## Position identification records
········
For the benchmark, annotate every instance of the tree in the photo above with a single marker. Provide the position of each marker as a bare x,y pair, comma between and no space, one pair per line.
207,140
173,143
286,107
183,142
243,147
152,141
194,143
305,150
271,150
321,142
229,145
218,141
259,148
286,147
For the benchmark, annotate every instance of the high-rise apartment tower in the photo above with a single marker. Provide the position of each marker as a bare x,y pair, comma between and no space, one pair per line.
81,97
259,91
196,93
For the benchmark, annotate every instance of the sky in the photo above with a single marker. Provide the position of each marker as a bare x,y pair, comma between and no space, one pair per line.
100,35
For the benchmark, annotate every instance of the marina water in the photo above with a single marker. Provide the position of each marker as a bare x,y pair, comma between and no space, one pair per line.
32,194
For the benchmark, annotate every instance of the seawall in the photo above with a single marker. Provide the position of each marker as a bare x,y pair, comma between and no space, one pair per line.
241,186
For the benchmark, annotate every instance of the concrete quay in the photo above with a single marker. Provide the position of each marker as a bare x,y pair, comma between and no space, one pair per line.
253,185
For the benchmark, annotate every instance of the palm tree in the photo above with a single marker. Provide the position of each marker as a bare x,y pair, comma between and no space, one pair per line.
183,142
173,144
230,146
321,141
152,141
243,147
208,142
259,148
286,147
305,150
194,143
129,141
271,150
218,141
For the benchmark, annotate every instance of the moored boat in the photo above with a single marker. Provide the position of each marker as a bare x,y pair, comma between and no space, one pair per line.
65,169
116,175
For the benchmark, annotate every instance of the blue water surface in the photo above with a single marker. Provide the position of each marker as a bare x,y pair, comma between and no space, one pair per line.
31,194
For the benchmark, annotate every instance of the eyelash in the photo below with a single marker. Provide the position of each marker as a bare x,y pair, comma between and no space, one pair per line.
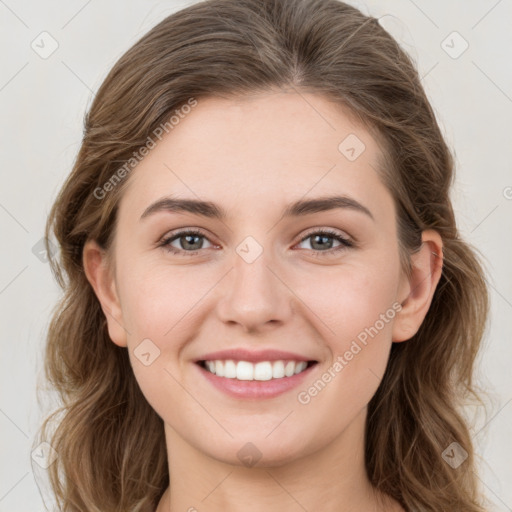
345,243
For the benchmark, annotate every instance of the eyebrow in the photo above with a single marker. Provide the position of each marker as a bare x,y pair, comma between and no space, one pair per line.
298,208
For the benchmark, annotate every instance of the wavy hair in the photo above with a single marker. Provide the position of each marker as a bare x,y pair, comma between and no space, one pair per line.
110,442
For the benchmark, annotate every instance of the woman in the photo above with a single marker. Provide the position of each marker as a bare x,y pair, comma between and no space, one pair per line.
267,303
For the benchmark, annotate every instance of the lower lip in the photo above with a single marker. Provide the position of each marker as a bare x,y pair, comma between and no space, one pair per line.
255,389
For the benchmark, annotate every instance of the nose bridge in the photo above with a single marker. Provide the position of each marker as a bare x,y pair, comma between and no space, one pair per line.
253,295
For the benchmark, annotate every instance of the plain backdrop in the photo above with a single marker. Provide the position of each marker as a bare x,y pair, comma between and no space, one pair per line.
463,50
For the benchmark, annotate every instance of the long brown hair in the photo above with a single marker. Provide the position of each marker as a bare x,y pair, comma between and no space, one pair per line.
110,442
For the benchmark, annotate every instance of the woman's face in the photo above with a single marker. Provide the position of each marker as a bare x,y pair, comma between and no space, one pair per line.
263,281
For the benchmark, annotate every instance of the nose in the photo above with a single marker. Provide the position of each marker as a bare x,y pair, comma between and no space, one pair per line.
254,295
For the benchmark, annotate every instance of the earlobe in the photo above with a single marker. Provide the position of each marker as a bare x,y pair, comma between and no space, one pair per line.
103,283
426,271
········
## WHAT THE TASK ASKS
Can you copy out, word for word, the records starting at the line that contains "For the benchmark, annotate every instance of the plain" and ending at the end of the records?

## COMPLETED TASK
For the benchmark, annotate every instance of the plain backdrop in the photo above with a single marker. Provide the position of each marker as a bare x,y pair, comma between and no space, one pair per line.
463,50
For the benchmark, annotate every instance of the long brown hair in the photo above with a single marker. Provide the position of each marker as a bare x,y pair, comma between and no space, one pair per line.
110,442
For the benchmark, annotate every instance of the woman's face in the photo above with a single marker. Provide the position of each marker as a bare x,y pair, comma between and no space, one pair per line.
263,281
For the benchmark, annotate every instance of the nose in the photo above with a single marker. Provide the position of each marker as a bare x,y pair, comma between and no space, one pair per line.
254,295
For the benchmark, annotate every instance of the earlobe in the photo above with a single marker. Provide the position of each marker as a bare x,y pair, comma between and no space, one pair per line.
103,283
426,271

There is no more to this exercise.